- **Your tasks**:
1. Summarize the commentary on the CNN report about U.S. surveillance flights near China's artificial islands in two sentences.
2. Extend the commentary on the CNN report about U.S. surveillance flights near China's artificial islands, picking up after its final sentence.

Above the South China Sea (CNN)The Chinese navy issued warnings eight times as a U.S. surveillance plane on Wednesday swooped over islands that Beijing is using to extend its zone of influence.

The series of man-made islands and the massive Chinese military build-up on them have alarmed the Pentagon, which is carrying out the surveillance flights in order to make clear the U.S. does not recognize China’s territorial claims.

(Emphasis added). This report feeds into the (accurate) narrative about growing tensions between the US and Chinese navies.  In this story, the US Navy is flying “over” the Chinese islands in order to challenge or reject China’s territorial claims.  But later in that same report, CNN says that U.S. Navy is considering “flying such surveillance missions even closer over the islands, as well as sailing U.S. warships within miles of them, as part of the new, more robust U.S. military posture in the area.” (emphasis added).

Here’s the problem.  If the U.S. Navy aircraft featured in the CNN video (a military surveillance plane and “sub hunter”) actually flew “over” the Chinese artificial islands, then why would they consider flying even closer “over” the islands and what would be the significance of sending naval ships?

In fact, the US Navy has tried to make it clear to reporters that they are merely conducting freedom of navigation operations and “that U.S. military aircraft do not fly directly over areas claimed by China in the Spratly Islands.” (in the washington post).  It’s my guess that the Navy hasn’t even flown within 12 nautical miles of the artificial islands.

Why? Because as far as I can tell, this is a standard US Navy “freedom of navigation” operation that it uses to assert international law rights of navigation against numerous countries around the world.  It is NOT, as the CNN and other reports suggest, a challenge to China’s territorial claims.

- **Collected material**:
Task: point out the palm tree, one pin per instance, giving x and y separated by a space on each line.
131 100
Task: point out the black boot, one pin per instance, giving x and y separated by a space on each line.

- **Outputs by task**:
1. A CNN report said the Chinese navy issued eight warnings as a U.S. surveillance plane flew over islands Beijing is building up, and it presented the flights as a way of showing that the U.S. does not recognize China's territorial claims. The writer notes that the same report says the Navy is considering flying even closer over the islands and cites the Navy's statement that its aircraft do not fly directly over areas China claims, arguing that this is a standard freedom of navigation operation rather than a challenge to those claims.

2.
Freedom of Navigation” operations involve sending US Navy warships into both the 200 nautical mile Exclusive Economic Zone and the 12 nautical mile territorial seas recognized under the UN Convention on the Law of the Sea.  In the view of  the U.S., military warships and aircraft are free to conduct surveillance operations (e.g. spying) in any country’s 200 nm EEZ and surface warships (but not military aircraft or submarines) have the right to “innocent passage” through a country’s 12 nautical mile territorial waters.

The U.S. Navy has been conducting  “freedom of navigation” operations for decades to enforce these views of international law, and it even has a “Freedom of Navigation” website making public where it has been operating. The point of these operations it to publicly challenge a country which is making (in the U.S. view) unjustified legal rights under UNCLOS.  China has a longstanding disagreement with this U.S. interpretation of UNCLOS. So they always make protests, and China has sometimes sent its fighter jets out to harass or challenge US spy aircraft.

But the bottom line: pace CNN, freedom of navigation operations are not challenges to “territorial claims” or “sovereignty.” The US Navy operations assume that the other nation has “sovereignty” over the relevant coastline or island.  So the US Navy operations near China’s artificial islands can assume that China has sovereignty but still demand China allow US military aircraft and ships  transit rights etc. under UNCLOS.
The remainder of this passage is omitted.